The functional association network is an inherent and widely applied representation for encoding information of shared protein functions from high-throughput proteomic (or genomic) data sources (i.e., protein-protein interactions (PPI), protein sequences). In this representation, a node in the network corresponds to a protein, and the weights of the edges of connected nodes are specified to capture the evidence (or reliability) of shared functions derived from one data source. These weights are computed by a specific similarity metric for a given data source. For example, string kernels [17] for protein sequences, Pearson's correlation coefficients for gene expression profiles. In this way, each data source can be transformed into a network (or kernel). To leverage the networks derived from heterogeneous data sources to predict protein functions, some approaches first train individual classifiers on these networks and then use ensemble learning techniques to combine these classifiers [7, 9, 11, 18]. Another set of algorithms first integrate these networks into a composite network and then train network-based learning methods [5, 14–16]. In this study, we focus on the second kind of algorithms.

Current techniques on integrating multiple networks can be mainly divided into two categories: (i) several approaches model the composite kernel optimization and the final predictor training as separate problems. As such they may not necessarily result in optimal predictors [15, 16]. (ii) Some methods optimize the composite network and the predictor for each functional label separately [5, 14]. Since protein functions are inter-correlated and most functional labels often have a relatively small number of member proteins, these algorithms ignore the interrelationship among labels, which can often be used to boost the prediction accuracy [3, 19]. Furthermore, they have to resort to time consuming special techniques (i.e., parameter tuning, regularization) to avoid the over-fitting problem and to optimize a composite network for each label.

To overcome the limitations of existing techniques, we introduce a new approach to integrate *M*ultiple *Net*works (MNet) for prediction of protein functions. Unlike the aforementioned methods, MNet jointly optimizes the multiple network integration and the network-based classifier for a set of function labels in a unified objective function. In addition, MNet takes into account the unbalanced label problem in protein function prediction, and incorporates a label weighted scheme into the unified objective function to give more emphasis to the functional labels with fewer proteins. Our empirical study on four publicly available species (yeast, human, fly, and mouse, with different number of individual networks), annotated with thousands of GO terms, shows that MNet performs better (according to different evaluation criteria) than other related techniques. Furthermore, MNet, unlike the competitive methods, enables an easy selection of suitable parameters.

(Data extracted from a collection)
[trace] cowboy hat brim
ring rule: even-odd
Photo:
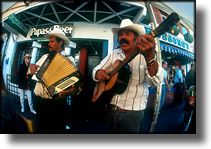
[[[70,40],[63,34],[60,34],[60,33],[50,33],[48,35],[45,35],[46,38],[49,38],[51,36],[55,36],[55,37],[58,37],[58,38],[61,38],[62,40],[64,40],[64,44],[65,46],[69,45],[70,44]]]
[[[145,34],[145,29],[143,26],[138,24],[132,24],[126,27],[113,27],[112,29],[113,34],[118,34],[120,30],[132,30],[136,33],[138,33],[139,36]]]

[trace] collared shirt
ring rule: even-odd
[[[125,59],[125,54],[121,49],[113,50],[93,69],[93,79],[97,81],[95,74],[98,69],[107,69],[118,59],[121,61]],[[159,86],[161,84],[163,69],[159,64],[157,74],[151,77],[147,70],[145,58],[141,54],[131,60],[129,66],[132,74],[128,87],[121,95],[115,95],[111,100],[111,104],[126,110],[143,110],[147,105],[148,88],[149,86]]]
[[[42,66],[42,64],[44,63],[45,59],[48,57],[48,54],[43,55],[36,63],[36,65]],[[74,62],[74,58],[73,57],[68,57],[75,65]],[[40,67],[39,67],[40,68]],[[38,69],[39,70],[39,69]],[[45,98],[45,99],[52,99],[52,97],[50,96],[46,86],[44,84],[42,84],[41,82],[39,82],[39,80],[36,77],[36,74],[34,74],[32,76],[33,80],[36,80],[36,85],[34,88],[34,93],[36,96],[39,96],[41,98]]]

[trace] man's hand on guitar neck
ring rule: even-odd
[[[137,38],[136,48],[143,54],[150,76],[154,76],[158,71],[158,63],[156,61],[155,39],[152,35],[142,35]]]
[[[110,76],[108,75],[108,73],[107,73],[106,70],[104,70],[104,69],[99,69],[99,70],[97,70],[97,72],[96,72],[95,79],[96,79],[96,80],[99,80],[99,81],[105,81],[105,80],[110,79]]]

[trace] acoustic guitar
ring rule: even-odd
[[[180,20],[178,14],[171,13],[157,28],[155,28],[150,34],[155,38],[159,37],[171,28]],[[110,76],[109,80],[97,82],[94,93],[92,96],[92,102],[96,102],[100,98],[107,98],[107,102],[115,94],[122,94],[128,86],[131,71],[128,63],[140,52],[135,49],[129,53],[123,61],[117,60],[106,71]],[[103,97],[102,97],[103,96]]]

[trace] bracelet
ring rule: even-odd
[[[151,59],[149,62],[147,62],[147,65],[152,65],[156,61],[156,55],[153,59]]]

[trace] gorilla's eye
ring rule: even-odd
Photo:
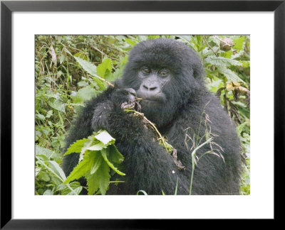
[[[150,73],[150,69],[147,68],[147,67],[145,67],[142,69],[142,73],[144,75],[149,75]]]
[[[165,77],[168,76],[168,71],[167,70],[160,70],[159,75],[161,77]]]

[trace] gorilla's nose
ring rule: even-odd
[[[147,91],[155,91],[155,89],[157,89],[157,87],[155,86],[147,86],[147,85],[142,85],[142,87],[144,88],[145,90],[147,90]]]

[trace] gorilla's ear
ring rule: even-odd
[[[200,78],[204,76],[204,67],[200,60],[195,62],[192,65],[193,77],[195,78]]]

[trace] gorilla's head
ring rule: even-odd
[[[202,75],[201,61],[188,46],[158,38],[133,48],[120,84],[134,89],[142,99],[142,111],[163,126],[195,91],[204,90]]]

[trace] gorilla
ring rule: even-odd
[[[94,131],[107,130],[125,158],[126,174],[120,179],[125,182],[110,184],[107,194],[144,190],[148,195],[174,195],[176,190],[177,195],[189,195],[192,147],[200,145],[196,154],[203,157],[194,165],[192,195],[239,195],[239,140],[219,98],[206,89],[203,76],[200,58],[184,43],[164,38],[140,42],[130,51],[115,87],[86,104],[67,136],[66,149]],[[122,109],[121,104],[135,96],[141,99],[141,112],[176,149],[177,160],[184,169],[178,168],[141,118]],[[213,143],[202,145],[209,129]],[[220,155],[214,149],[219,149]],[[211,150],[216,153],[205,154]],[[64,158],[66,175],[78,157],[72,153]],[[113,177],[115,180],[119,175]]]

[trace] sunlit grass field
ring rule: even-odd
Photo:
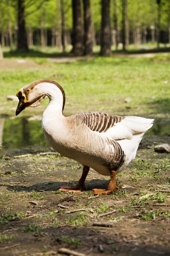
[[[63,87],[66,115],[100,111],[122,116],[170,116],[170,54],[150,58],[97,57],[65,63],[51,63],[35,56],[22,58],[24,64],[13,67],[10,62],[14,63],[17,58],[8,56],[1,65],[1,116],[15,115],[17,103],[7,101],[7,95],[15,95],[34,81],[48,78]],[[130,102],[125,102],[127,98]],[[20,115],[41,115],[48,102],[46,99],[40,107],[29,108]]]

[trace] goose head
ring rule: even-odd
[[[54,81],[42,79],[26,85],[17,93],[19,102],[16,111],[18,115],[28,107],[34,108],[43,102],[45,96],[50,102],[54,101],[61,106],[62,112],[65,104],[65,93],[62,87]]]

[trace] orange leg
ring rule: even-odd
[[[115,191],[116,189],[119,189],[119,187],[116,185],[116,172],[113,170],[110,170],[110,180],[109,181],[107,189],[94,189],[93,190],[94,192],[94,195],[109,195],[112,191]]]
[[[84,166],[82,169],[82,177],[78,181],[77,184],[75,186],[66,186],[62,187],[60,190],[62,191],[73,191],[76,193],[80,193],[83,189],[86,189],[85,181],[89,171],[90,167]]]

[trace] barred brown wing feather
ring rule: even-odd
[[[101,112],[84,113],[85,124],[91,131],[105,132],[115,124],[120,122],[125,117]]]

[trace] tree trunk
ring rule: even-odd
[[[47,22],[47,6],[45,1],[44,5],[44,46],[46,47],[48,45],[48,29]]]
[[[90,0],[83,0],[84,26],[85,30],[85,55],[91,55],[93,53],[93,30],[91,21]]]
[[[18,0],[18,27],[17,49],[28,50],[24,15],[24,0]]]
[[[1,46],[0,43],[0,60],[2,60],[3,58],[3,52],[2,50]]]
[[[5,47],[5,34],[3,31],[2,31],[1,32],[1,44],[2,47]]]
[[[52,25],[52,37],[51,37],[51,46],[55,46],[55,25],[54,24]]]
[[[11,16],[9,10],[9,0],[6,0],[6,5],[7,7],[8,30],[9,35],[9,45],[11,50],[12,50],[13,49],[12,33],[11,28]]]
[[[80,0],[72,0],[73,18],[73,48],[71,53],[82,55],[83,53],[82,13]]]
[[[44,42],[44,13],[43,9],[43,3],[41,6],[41,15],[40,15],[40,33],[41,33],[41,48],[43,48],[45,46]]]
[[[168,42],[169,44],[170,44],[170,20],[169,20],[168,23]]]
[[[125,0],[125,41],[126,47],[129,44],[129,21],[128,20],[128,0]]]
[[[117,19],[117,4],[116,0],[113,0],[113,23],[114,30],[115,31],[116,49],[117,50],[118,48],[119,41],[119,24]]]
[[[57,0],[57,6],[58,20],[57,44],[60,50],[61,51],[62,48],[62,41],[60,0]]]
[[[138,23],[136,24],[135,46],[137,46],[140,43],[140,32],[139,25]]]
[[[123,50],[126,50],[126,2],[122,0],[122,41],[123,44]]]
[[[160,41],[160,28],[161,25],[161,0],[157,0],[158,5],[158,20],[157,27],[156,29],[156,41],[157,47],[159,48],[159,43]]]
[[[111,31],[110,0],[102,1],[102,24],[100,55],[110,56],[111,53]]]
[[[61,0],[61,28],[62,51],[65,51],[65,17],[64,15],[64,7],[63,0]]]
[[[32,31],[30,27],[28,28],[28,44],[30,47],[33,45],[33,38],[32,36]]]

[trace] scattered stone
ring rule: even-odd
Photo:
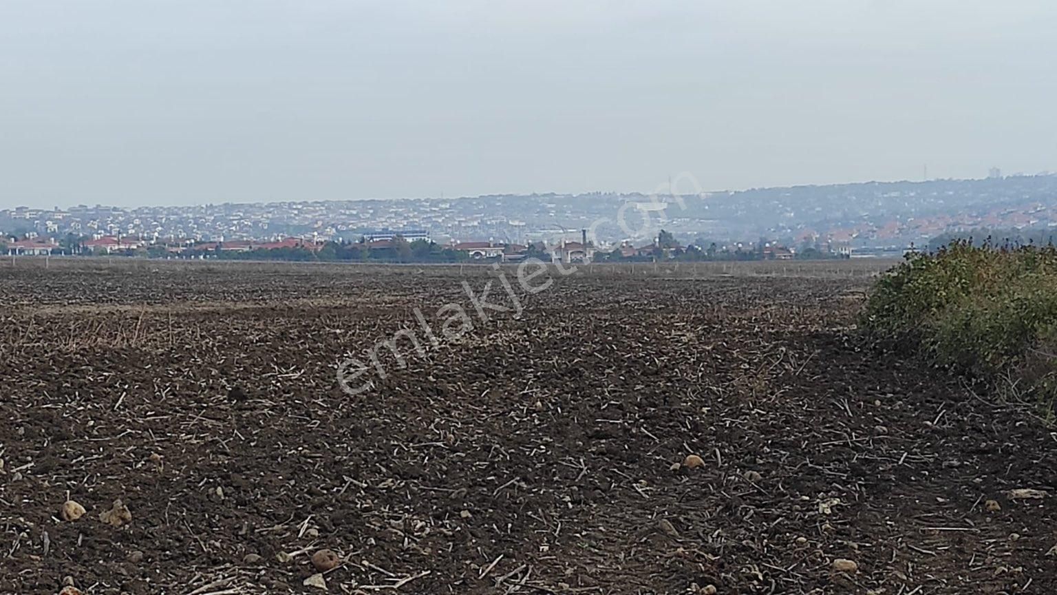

* Your tasks:
(a) In the text on integrating protein networks, which four species are used in the empirical study of MNet?
(b) Retype the text on integrating protein networks, starting with "Current techniques on" and going on through "for each label.".
Work from the text alone and leave the listing aside.

* Answers given:
(a) Yeast, human, fly, and mouse.

(b)
Current techniques on integrating multiple networks can be mainly divided into two categories: (i) several approaches model the composite kernel optimization and the final predictor training as separate problems. As such they may not necessarily result in optimal predictors [15, 16]. (ii) Some methods optimize the composite network and the predictor for each functional label separately [5, 14]. Since protein functions are inter-correlated and most functional labels often have a relatively small number of member proteins, these algorithms ignore the interrelationship among labels, which can often be used to boost the prediction accuracy [3, 19]. Furthermore, they have to resort to time consuming special techniques (i.e., parameter tuning, regularization) to avoid the over-fitting problem and to optimize a composite network for each label.